**Aim of the task**
Write out each record below, word for word.

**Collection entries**
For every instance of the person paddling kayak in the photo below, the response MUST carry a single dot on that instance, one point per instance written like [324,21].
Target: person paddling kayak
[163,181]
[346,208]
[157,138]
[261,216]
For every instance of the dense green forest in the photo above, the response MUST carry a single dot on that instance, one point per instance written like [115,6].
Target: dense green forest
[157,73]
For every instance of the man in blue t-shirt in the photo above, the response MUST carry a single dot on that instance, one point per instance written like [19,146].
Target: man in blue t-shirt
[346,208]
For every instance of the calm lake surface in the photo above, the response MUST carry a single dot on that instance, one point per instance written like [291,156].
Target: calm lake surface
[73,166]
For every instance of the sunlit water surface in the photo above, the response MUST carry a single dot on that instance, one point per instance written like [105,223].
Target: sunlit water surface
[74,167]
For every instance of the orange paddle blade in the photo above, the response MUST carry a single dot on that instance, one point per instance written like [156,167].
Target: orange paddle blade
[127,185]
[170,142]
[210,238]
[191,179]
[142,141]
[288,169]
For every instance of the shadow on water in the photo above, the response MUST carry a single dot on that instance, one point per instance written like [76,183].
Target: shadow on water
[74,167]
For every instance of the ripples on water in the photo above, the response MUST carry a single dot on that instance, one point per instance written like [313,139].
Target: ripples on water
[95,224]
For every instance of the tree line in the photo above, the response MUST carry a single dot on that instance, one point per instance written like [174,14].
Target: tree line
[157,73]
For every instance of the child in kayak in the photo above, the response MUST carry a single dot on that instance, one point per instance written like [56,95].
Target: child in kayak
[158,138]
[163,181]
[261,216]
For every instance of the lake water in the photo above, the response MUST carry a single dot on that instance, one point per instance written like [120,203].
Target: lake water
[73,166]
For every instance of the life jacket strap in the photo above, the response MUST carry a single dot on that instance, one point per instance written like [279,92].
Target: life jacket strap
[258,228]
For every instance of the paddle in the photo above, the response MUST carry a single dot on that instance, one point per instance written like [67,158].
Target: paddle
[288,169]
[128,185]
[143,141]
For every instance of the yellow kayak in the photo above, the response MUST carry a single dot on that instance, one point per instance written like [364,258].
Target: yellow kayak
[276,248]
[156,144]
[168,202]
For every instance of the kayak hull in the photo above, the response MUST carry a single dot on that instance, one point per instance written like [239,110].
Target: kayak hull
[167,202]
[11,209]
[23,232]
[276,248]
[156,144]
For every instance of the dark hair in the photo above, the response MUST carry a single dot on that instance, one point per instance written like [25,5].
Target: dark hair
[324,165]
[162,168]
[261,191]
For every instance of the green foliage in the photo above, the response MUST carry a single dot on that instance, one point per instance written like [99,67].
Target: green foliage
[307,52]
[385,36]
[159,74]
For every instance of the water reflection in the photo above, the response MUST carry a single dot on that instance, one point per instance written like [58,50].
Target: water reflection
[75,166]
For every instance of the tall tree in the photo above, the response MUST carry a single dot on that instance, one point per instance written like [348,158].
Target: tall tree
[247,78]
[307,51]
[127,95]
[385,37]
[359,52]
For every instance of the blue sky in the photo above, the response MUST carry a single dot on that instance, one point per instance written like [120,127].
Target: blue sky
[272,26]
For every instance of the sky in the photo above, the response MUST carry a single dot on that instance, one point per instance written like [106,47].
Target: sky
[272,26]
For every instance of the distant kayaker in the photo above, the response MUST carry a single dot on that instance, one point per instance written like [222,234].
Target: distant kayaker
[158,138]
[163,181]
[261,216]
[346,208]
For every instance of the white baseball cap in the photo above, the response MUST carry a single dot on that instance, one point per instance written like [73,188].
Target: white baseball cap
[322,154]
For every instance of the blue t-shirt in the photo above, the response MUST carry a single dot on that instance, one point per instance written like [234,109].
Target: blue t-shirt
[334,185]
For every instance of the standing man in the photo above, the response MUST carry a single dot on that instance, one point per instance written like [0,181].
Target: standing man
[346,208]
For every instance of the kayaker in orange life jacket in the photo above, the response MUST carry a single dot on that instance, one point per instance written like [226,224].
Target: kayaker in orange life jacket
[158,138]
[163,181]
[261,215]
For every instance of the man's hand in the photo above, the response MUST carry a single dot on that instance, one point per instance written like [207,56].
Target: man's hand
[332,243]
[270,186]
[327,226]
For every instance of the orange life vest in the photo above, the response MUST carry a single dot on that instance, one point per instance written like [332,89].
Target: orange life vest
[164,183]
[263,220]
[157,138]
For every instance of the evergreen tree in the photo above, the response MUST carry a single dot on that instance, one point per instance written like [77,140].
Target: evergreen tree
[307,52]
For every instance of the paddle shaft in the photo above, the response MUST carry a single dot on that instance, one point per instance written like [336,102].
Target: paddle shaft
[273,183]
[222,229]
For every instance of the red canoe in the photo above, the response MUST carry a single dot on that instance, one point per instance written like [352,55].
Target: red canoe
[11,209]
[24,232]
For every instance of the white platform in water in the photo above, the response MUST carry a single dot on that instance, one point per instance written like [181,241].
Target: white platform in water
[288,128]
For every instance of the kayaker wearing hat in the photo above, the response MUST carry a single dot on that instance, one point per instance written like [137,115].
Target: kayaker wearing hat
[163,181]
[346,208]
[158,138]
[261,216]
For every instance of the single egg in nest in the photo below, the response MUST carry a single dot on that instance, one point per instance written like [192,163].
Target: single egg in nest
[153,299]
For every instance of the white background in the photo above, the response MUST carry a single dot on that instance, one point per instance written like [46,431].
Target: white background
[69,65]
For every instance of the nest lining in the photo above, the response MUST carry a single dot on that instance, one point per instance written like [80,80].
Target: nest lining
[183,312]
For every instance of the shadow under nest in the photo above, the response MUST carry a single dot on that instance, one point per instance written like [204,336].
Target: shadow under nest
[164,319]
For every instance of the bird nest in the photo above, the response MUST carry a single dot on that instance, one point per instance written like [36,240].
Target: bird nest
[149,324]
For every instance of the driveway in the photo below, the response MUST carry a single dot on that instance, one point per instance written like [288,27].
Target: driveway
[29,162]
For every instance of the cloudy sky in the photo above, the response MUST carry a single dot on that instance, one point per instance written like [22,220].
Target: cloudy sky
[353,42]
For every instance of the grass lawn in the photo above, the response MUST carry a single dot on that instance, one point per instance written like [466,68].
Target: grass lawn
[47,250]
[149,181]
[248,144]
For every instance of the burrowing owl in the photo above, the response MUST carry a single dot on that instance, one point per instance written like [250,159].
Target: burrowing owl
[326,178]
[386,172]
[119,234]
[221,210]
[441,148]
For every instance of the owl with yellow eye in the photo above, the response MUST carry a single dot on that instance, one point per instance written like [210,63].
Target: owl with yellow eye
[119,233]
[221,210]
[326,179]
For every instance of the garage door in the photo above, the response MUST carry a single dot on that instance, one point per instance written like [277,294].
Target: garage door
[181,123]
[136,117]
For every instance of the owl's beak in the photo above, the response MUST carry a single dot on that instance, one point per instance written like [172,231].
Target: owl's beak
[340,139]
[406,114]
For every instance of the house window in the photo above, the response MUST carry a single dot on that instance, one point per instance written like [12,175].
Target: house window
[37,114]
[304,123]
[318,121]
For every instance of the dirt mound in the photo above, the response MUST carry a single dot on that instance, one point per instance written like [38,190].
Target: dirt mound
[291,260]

**Task output**
For every instance of the person paddling kayak in the photo below, the response MUST carry a single dot on that instance, one point per instance written like [324,21].
Target: person paddling kayak
[163,181]
[346,208]
[157,138]
[261,216]
For every instance of the dense green forest in the photo above, the response MUST carry a single dot on that instance, one point per instance written like [115,6].
Target: dense green forest
[157,73]
For every instance of the man in blue t-shirt in the photo above, the response MUST carry a single dot on that instance, one point per instance written like [19,146].
Target: man in blue t-shirt
[346,208]
For every instance of the calm lake surface in the photo above, the response MUST carry a single dot on that instance, one point per instance written like [291,156].
Target: calm lake surface
[73,166]
For every instance of the sunlit water surface in the photo above, the response MUST carry a single dot on that instance, one point per instance written like [105,223].
Target: sunlit water surface
[74,167]
For every instance of the orange paddle blade in the photo above, the response MUST carry a single dot on that instance, one point per instance written like [156,167].
Target: orange paddle blade
[127,185]
[170,142]
[210,238]
[191,179]
[142,141]
[288,169]
For every instance of the shadow on water in the photo above, the response MUST carry a single dot on that instance, one point per instance written like [76,183].
Target: shadow on water
[74,167]
For every instance of the ripples on water in the photo above, the response MUST carry a single dot on that instance, one point per instance written like [313,139].
Target: ripples on water
[95,224]
For every instance of the tree line in the photo above, the response MUST carry a single dot on that instance, one point per instance written like [174,14].
Target: tree line
[157,73]
For every instance of the child in kayak in the photo above, the response MUST carry a single dot on that instance, one point per instance written like [56,95].
Target: child in kayak
[158,138]
[163,181]
[261,216]
For every instance of the lake water in the photo above, the response MUST carry a single dot on that instance, one point per instance written like [120,203].
Target: lake water
[73,166]
For every instance of the life jacket strap in the photo above, the response MUST carry a single dot on that instance, one point per instance written like [279,92].
Target: life jacket strap
[258,228]
For every instance of the paddle in the photo above, the response MUST carry a single dot on that instance, one point per instance written like [67,158].
Target: paddle
[288,169]
[128,185]
[143,141]
For every instance of the yellow kayak in the photo above, the response MUST carry a single dot on that instance, one point per instance written like [364,258].
Target: yellow kayak
[276,248]
[156,144]
[168,202]
For every instance of the kayak hull in the photo above, the response MUST carry a single dot on that instance, one point per instance written like [239,110].
Target: kayak hull
[167,202]
[11,209]
[23,232]
[276,248]
[156,144]
For every instance of the dark hair in the photo above, the response MUST carry a single dot on that instance, one point per instance written like [25,5].
Target: dark hair
[324,165]
[162,168]
[261,191]
For every instance of the green foliage in the photo above, the response MUST carry a single dot on that instance, one point per instance written like [99,67].
Target: green foliage
[307,52]
[385,36]
[159,74]
For every instance of the water reflection in the photo above, the response MUST carry a single dot on that instance, one point per instance written like [58,50].
Target: water reflection
[75,166]
For every instance of the tall tree in the photo above, the response MUST carry a single dot on that instance, one point per instance written like [348,158].
Target: tall tree
[247,78]
[307,51]
[127,95]
[385,37]
[359,52]
For every instance of the blue sky in the photo above, the response MUST carry a single dot on that instance, one point per instance written like [120,127].
Target: blue sky
[272,26]
For every instance of the sky in the photo above, the response MUST carry a single dot on that instance, one point per instance written like [106,47].
Target: sky
[272,26]
For every instance of the distant kayaker in the photo above, the response MUST carry a single dot on that instance, one point per instance written like [222,234].
Target: distant kayaker
[158,138]
[163,181]
[261,216]
[346,208]
For every instance of the white baseball cap in the photo above, the response MUST carry a single dot on that instance, one point per instance written like [73,188].
Target: white baseball cap
[322,154]
For every instance of the blue t-shirt in the photo above, the response MUST carry a single dot on that instance, one point per instance written like [234,109].
Target: blue t-shirt
[334,185]
For every instance of the standing man in the photo above, the response MUST carry a single dot on that instance, one point per instance written like [0,181].
Target: standing man
[346,208]
For every instance of the kayaker in orange life jacket in the photo above, the response MUST carry a single dot on that instance, one point per instance written like [226,224].
Target: kayaker in orange life jacket
[158,138]
[163,181]
[261,215]
For every instance of the man's hand in the photo above, the response MUST carry a single dot on that instance, one point per instance written like [207,56].
Target: man's hand
[332,243]
[270,186]
[327,226]
For every instance of the orange life vest in the photo above, the response MUST carry a single dot on that instance, one point per instance written like [332,89].
Target: orange life vest
[164,183]
[263,220]
[157,138]
For every instance of the evergreen tree in the photo above, the response MUST carry a single dot on that instance, one point per instance written like [77,140].
Target: evergreen tree
[307,52]
For every instance of the paddle shaft in the photo above, the response MUST carry a single dot on that instance, one point per instance written like [336,102].
Target: paddle shaft
[273,183]
[222,229]
For every instance of the red canoe in the photo above, the response MUST carry a single dot on that instance, one point per instance written like [352,55].
Target: red canoe
[11,209]
[24,232]
For every instance of the white platform in water in the photo above, the response MUST carry a single dot on that instance, one point per instance written like [181,241].
Target: white platform in water
[288,128]
For every instance of the kayaker wearing hat in the photo above, the response MUST carry a single dot on that instance, one point per instance written like [137,115].
Target: kayaker wearing hat
[163,181]
[346,208]
[158,138]
[261,216]
For every instance of the single egg in nest in the photo below, the response MUST carry a single dot on that instance, one point per instance written like [192,163].
Target: single egg in nest
[153,299]
For every instance of the white background in the photo above, the response MUST carry a single dot on that instance, one point per instance written like [46,431].
Target: white background
[69,65]
For every instance of the nest lining in the photo above, the response MUST carry a single dot on that instance, one point per instance written like [80,80].
Target: nest lining
[183,312]
For every instance of the shadow under nest in the photo above, the response MUST carry a single dot on that instance, one point per instance written like [204,336].
Target: shadow under nest
[164,319]
For every instance of the bird nest in the photo above, the response MUST carry a single dot on that instance, one point per instance written like [36,240].
Target: bird nest
[149,324]
For every instance of the driveway in the photo below, the response MUST carry a single dot on that instance, one point per instance written like [288,27].
Target: driveway
[29,162]
For every instance of the cloudy sky in the photo above, the response MUST carry a single dot on that instance, one point per instance written like [22,220].
Target: cloudy sky
[353,42]
For every instance of the grass lawn in the photo above, the response MUST carry a single dot on that instance, one point per instance written like [466,68].
Target: grass lawn
[47,250]
[149,181]
[248,144]
For every instance of the burrowing owl in the photo above, the response MUST carry a single dot on that instance, one point per instance written like [250,159].
Target: burrowing owl
[326,178]
[386,172]
[119,234]
[221,210]
[441,148]
For every instance of the owl with yellow eye in the photo above, the response MUST carry a single dot on that instance, one point per instance written like [210,63].
Target: owl with yellow eye
[119,233]
[221,210]
[326,179]
For every instance of the garage door in the photo above, the response MUST carry a single dot on that instance, one point per instance written like [277,294].
Target: garage door
[181,123]
[136,117]
For every instance of the owl's beak in the photo above, the response MUST carry a single dot on that instance, one point per instance written like [172,231].
Target: owl's beak
[340,139]
[406,114]
For every instance of the house window in the photo above, the response MUST carry a single dot on that instance, one point per instance written like [12,175].
Target: house window
[37,114]
[304,123]
[318,121]
For every instance of the dirt mound in the photo above, the response MUST carry a single dot on that instance, one point per instance written like [38,190].
Target: dirt mound
[291,260]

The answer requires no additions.